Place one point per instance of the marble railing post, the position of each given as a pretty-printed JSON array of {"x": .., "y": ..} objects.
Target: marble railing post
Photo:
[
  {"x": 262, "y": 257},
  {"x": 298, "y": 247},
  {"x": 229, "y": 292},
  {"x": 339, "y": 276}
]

====================

Try it:
What lines in the listing above hold the string "post"? List them.

Task result:
Place one point per instance of the marble railing post, the position of each given as a pretty-printed JSON array of {"x": .., "y": ..} objects.
Target: marble railing post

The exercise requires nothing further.